── TRECHO DO TEXTO
Tecnologia: jovens aprendem a usar a comunicação na luta por direitos
Agosto/Setembro, 2024 (*) – Wirapitang Ka’apor viajou cerca de 24 horas, percorrendo quase 800 km, até chegar ao Centro Timbira de Ensino e Pesquisa Pënxwyj Hëmpejxà, em Carolina, no estado do Maranhão. Ele saiu da aldeia Xiepihürenda, na Terra Indígena Alto Turiaçu, localizada no norte do Maranhão, na divisa com o Pará. Em outro extremo, no Norte do Tocantins, Phakim Krahô iniciou seu deslocamento da aldeia Recantos dos Irmãos, na Terra Indígena Kraolândia.
Phakim, Wirapitang e mais 39 jovens indígenas dos territórios Apinajé, Araribóia, Bacurizinho, Cana Brava, Carú, Escalvado, Governador, Krikati, Porquinhos, Rio Pindaré e Taquaritiua viajaram para participar da etapa presencial (entre 29 de julho e 1º de agosto) do segundo ciclo de “Formação de Comunicadores Indígenas do Maranhão e Norte do Tocantins”. A formação seguirá até dezembro com encontros semanais online, “no quadradinho” – como os comunicadores costumam se referir ao layout das plataformas de reuniões virtuais.
────
── LINHAS DE DADOS
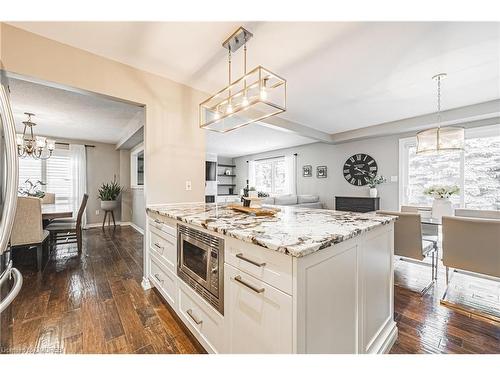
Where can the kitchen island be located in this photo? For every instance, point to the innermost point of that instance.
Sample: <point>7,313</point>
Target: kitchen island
────
OBJETIVO |
Por favor, diga quantos quilômetros Wirapitang Ka'apor percorreu até chegar ao Centro Timbira, segundo o trecho sobre a formação de comunicadores indígenas. As linhas de dados não são necessárias aqui.

RESPOSTA DESENVOLVIDA |
Quase 800 km.